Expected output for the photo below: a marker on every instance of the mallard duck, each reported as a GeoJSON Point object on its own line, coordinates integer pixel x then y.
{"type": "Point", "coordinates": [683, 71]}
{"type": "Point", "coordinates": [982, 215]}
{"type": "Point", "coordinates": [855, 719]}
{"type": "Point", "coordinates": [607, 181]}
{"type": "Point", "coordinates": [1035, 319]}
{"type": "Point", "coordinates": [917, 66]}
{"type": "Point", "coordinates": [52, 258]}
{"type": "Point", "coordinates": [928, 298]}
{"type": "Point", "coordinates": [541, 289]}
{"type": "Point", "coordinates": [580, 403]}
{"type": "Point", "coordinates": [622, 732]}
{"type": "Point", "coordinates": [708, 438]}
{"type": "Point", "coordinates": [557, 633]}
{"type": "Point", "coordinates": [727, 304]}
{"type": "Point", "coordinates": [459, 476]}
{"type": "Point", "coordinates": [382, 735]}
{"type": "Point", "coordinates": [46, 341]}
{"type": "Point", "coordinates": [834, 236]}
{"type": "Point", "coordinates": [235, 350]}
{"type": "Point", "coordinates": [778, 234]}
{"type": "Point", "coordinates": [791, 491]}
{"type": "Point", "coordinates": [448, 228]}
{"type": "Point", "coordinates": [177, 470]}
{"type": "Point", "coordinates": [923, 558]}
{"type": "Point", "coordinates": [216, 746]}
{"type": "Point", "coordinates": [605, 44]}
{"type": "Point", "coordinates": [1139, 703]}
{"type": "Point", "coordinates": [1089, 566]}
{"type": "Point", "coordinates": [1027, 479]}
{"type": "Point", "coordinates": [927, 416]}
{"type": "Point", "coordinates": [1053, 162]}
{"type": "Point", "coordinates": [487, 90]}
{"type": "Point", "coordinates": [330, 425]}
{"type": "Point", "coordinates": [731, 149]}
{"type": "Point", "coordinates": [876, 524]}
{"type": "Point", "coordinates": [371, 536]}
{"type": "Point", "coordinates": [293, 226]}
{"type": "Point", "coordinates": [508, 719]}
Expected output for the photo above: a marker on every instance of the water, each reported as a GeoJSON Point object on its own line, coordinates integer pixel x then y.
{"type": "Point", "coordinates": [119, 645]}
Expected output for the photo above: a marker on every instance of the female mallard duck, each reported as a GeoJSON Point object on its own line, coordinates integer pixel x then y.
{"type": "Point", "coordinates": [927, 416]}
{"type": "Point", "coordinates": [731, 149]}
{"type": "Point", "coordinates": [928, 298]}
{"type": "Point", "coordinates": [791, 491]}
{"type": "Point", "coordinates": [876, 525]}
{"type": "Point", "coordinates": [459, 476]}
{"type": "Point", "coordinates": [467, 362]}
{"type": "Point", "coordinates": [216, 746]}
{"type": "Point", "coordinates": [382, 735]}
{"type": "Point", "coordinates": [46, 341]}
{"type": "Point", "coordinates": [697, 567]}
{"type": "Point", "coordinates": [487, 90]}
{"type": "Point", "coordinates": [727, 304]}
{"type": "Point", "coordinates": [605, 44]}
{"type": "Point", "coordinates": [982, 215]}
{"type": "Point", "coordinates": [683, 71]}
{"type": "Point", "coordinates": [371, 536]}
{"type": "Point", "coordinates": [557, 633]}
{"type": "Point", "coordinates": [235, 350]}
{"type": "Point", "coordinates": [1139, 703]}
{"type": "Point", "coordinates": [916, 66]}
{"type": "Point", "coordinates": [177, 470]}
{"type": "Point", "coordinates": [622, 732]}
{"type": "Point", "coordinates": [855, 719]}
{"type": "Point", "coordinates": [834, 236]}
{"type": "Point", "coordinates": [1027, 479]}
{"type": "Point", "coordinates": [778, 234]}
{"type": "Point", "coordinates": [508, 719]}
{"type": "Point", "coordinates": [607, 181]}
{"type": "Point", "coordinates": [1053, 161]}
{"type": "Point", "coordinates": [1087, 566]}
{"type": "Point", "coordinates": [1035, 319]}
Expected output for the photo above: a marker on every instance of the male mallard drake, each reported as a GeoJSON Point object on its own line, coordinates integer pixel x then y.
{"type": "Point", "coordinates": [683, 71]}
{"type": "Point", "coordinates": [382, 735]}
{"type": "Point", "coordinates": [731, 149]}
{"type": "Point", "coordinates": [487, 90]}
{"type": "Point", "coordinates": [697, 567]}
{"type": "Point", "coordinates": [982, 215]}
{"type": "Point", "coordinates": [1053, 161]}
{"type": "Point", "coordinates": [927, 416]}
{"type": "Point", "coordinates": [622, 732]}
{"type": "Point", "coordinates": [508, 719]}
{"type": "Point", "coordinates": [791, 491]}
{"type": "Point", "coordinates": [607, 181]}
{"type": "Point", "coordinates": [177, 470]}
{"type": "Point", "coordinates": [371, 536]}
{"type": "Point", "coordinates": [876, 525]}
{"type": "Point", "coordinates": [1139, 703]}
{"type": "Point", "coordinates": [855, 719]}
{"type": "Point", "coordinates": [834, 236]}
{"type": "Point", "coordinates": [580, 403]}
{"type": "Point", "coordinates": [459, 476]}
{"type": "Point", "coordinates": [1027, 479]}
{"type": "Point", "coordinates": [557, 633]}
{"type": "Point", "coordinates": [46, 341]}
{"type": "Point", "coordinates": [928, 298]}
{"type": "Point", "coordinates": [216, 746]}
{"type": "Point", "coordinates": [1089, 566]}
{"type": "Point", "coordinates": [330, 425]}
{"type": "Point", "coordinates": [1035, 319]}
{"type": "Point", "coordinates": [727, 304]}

^^^^^^^^

HOW TO COMPLETE THIS TASK
Wherever a line above contains the string "every", copy that line.

FINISHED EXERCISE
Expected output for the photo below: a marker on every instance of the mallard duck, each reported as a GeoJSON Point object on its own line, coordinates integer pixel x then y.
Expected output for the photo above: a marker on every instance of the water, each reported as a GeoJSON Point object on its own line, coordinates integer pixel x then y.
Expected output for the photo above: a marker on every instance of the female mallard duck, each reported as a GeoJSON Point object on its own line, coordinates integer pixel x then y.
Expected output for the photo above: a marker on every instance of the male mallard drake, each reported as a GeoJSON Point object on its own line, coordinates integer pixel x then y.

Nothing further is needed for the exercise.